» WHAT YOU ARE ASKED TO DO: Below are some records. Print exactly the lines between the one holding "positive clicks: (547, 364)" and the one holding "185L666 163L674 226L592", inclusive, and nothing else.

» Saved data entries:
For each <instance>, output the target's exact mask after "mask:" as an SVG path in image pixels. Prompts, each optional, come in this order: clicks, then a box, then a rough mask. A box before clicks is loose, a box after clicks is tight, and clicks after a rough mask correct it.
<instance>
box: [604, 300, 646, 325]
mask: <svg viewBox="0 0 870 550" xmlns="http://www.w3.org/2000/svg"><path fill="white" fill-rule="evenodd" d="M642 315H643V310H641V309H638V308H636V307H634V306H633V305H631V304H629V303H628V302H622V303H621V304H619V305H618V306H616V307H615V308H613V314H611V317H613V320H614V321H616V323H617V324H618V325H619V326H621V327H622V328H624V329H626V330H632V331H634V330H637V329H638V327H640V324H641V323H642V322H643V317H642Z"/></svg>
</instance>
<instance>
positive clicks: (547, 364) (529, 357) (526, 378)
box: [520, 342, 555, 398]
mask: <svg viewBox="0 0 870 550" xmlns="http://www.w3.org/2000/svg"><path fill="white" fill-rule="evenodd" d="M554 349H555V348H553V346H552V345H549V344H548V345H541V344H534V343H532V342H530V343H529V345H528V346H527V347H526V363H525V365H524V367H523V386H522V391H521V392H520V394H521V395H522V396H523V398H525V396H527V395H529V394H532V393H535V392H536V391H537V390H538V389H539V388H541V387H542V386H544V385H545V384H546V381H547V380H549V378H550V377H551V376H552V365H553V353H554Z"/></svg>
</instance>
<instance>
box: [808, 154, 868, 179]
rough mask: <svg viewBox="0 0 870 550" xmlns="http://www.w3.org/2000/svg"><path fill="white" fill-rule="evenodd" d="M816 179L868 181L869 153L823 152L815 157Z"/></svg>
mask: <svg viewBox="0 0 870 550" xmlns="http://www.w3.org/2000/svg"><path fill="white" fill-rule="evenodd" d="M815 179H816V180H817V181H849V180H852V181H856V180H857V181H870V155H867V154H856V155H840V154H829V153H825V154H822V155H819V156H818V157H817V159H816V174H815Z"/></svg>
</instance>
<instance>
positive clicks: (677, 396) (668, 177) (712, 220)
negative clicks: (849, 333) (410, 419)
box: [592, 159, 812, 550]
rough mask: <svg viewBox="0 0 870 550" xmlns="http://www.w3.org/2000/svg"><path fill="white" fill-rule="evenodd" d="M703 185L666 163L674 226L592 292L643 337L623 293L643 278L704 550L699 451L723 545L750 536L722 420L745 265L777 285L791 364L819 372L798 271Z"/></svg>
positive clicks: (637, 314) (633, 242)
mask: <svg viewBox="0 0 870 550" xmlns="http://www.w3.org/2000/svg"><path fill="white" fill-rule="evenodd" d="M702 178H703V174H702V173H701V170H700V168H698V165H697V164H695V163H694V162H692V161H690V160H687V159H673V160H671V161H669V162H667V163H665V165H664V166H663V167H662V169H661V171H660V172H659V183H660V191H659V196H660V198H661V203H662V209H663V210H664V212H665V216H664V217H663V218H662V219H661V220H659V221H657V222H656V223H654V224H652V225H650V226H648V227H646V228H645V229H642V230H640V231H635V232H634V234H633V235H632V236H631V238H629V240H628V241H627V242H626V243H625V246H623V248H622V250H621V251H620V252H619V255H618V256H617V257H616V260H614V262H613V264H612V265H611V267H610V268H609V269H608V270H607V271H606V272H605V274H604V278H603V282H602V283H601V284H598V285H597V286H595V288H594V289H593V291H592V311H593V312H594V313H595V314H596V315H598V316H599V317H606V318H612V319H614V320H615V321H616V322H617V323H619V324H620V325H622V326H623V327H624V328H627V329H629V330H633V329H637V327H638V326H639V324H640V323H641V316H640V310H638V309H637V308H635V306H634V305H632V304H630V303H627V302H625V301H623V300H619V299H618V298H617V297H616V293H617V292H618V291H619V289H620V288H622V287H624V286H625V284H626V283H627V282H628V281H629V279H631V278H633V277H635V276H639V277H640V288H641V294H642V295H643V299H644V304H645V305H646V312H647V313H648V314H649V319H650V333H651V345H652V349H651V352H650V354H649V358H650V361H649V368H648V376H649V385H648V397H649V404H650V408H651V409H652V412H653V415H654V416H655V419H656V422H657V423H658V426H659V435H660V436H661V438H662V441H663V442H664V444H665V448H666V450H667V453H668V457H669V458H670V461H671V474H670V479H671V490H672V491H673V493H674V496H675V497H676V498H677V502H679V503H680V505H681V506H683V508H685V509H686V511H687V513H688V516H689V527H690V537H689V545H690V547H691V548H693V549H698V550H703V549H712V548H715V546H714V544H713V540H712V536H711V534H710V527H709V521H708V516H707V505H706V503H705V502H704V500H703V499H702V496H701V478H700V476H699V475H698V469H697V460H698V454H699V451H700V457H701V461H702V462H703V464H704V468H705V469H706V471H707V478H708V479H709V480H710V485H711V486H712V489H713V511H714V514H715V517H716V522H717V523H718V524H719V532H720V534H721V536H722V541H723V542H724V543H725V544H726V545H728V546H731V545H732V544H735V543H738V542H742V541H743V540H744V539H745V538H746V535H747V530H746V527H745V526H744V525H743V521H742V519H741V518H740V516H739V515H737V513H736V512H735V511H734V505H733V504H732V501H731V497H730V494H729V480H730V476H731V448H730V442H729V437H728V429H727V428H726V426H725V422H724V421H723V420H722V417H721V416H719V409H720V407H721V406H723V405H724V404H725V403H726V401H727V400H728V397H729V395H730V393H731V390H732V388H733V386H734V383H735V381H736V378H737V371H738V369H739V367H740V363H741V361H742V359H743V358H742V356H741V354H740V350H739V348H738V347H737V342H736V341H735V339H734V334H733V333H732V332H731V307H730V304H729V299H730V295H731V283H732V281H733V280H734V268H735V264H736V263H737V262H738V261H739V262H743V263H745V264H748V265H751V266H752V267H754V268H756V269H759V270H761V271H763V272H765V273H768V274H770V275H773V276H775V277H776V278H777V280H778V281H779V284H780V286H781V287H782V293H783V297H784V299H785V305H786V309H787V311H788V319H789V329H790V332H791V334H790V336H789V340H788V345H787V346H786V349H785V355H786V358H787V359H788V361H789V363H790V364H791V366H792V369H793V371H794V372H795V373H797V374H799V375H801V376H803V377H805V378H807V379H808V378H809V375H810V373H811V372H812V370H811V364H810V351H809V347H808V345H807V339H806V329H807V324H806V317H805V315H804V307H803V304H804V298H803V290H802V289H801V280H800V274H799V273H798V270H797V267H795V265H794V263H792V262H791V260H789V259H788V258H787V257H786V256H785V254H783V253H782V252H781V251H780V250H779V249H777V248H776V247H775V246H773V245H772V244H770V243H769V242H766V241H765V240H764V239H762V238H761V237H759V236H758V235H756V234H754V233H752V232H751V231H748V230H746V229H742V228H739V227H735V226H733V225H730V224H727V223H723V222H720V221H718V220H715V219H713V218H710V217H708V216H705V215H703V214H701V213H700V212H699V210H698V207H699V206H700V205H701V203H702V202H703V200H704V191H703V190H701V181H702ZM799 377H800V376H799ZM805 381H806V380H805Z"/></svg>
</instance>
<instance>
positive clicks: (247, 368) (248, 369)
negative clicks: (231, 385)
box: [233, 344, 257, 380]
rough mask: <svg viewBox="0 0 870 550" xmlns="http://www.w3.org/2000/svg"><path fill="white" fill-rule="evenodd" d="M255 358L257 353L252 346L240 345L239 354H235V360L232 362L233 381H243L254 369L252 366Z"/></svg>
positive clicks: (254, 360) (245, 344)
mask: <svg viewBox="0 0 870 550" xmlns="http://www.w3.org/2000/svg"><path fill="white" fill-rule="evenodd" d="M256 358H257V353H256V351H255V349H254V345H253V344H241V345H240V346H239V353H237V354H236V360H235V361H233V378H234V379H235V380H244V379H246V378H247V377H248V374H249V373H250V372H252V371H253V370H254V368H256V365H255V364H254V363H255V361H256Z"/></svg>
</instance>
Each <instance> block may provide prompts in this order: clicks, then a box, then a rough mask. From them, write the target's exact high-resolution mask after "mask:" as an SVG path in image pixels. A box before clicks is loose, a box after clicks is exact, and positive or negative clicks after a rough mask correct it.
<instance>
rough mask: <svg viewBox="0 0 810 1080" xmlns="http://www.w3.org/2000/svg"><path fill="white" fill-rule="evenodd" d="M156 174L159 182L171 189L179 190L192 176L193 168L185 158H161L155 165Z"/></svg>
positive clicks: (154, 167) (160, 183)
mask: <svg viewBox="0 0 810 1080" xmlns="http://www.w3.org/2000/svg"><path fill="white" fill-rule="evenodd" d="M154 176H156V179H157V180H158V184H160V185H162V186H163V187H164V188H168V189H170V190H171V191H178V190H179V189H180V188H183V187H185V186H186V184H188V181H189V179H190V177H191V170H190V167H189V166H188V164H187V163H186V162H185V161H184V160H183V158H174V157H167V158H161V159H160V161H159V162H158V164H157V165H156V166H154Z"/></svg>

» COMPLETED TASK:
positive clicks: (547, 364) (529, 357) (526, 378)
box: [520, 342, 555, 398]
mask: <svg viewBox="0 0 870 550" xmlns="http://www.w3.org/2000/svg"><path fill="white" fill-rule="evenodd" d="M554 349H555V348H553V346H552V345H549V344H548V345H541V344H534V343H532V342H530V343H529V345H528V346H527V347H526V363H525V365H524V367H523V386H522V391H521V392H520V394H521V395H522V396H523V398H525V396H527V395H529V394H532V393H535V392H536V391H537V390H538V389H539V388H541V387H542V386H544V385H545V384H546V381H547V380H549V378H550V377H551V376H552V365H553V353H554Z"/></svg>
</instance>
<instance>
box: [808, 154, 868, 179]
rough mask: <svg viewBox="0 0 870 550" xmlns="http://www.w3.org/2000/svg"><path fill="white" fill-rule="evenodd" d="M816 179L868 181L869 153L823 152L815 157Z"/></svg>
mask: <svg viewBox="0 0 870 550" xmlns="http://www.w3.org/2000/svg"><path fill="white" fill-rule="evenodd" d="M815 179H816V180H817V181H849V180H852V181H856V180H857V181H870V155H867V154H856V155H840V154H829V153H825V154H822V155H819V156H818V157H817V159H816V174H815Z"/></svg>
</instance>
<instance>
positive clicks: (677, 396) (668, 177) (712, 220)
negative clicks: (849, 333) (410, 419)
box: [592, 159, 812, 550]
rough mask: <svg viewBox="0 0 870 550" xmlns="http://www.w3.org/2000/svg"><path fill="white" fill-rule="evenodd" d="M703 185L666 163L674 226L592 292L643 337L623 293L643 278L704 550L699 451L723 545L750 536L722 420L745 265L777 285L791 364L819 372L798 271Z"/></svg>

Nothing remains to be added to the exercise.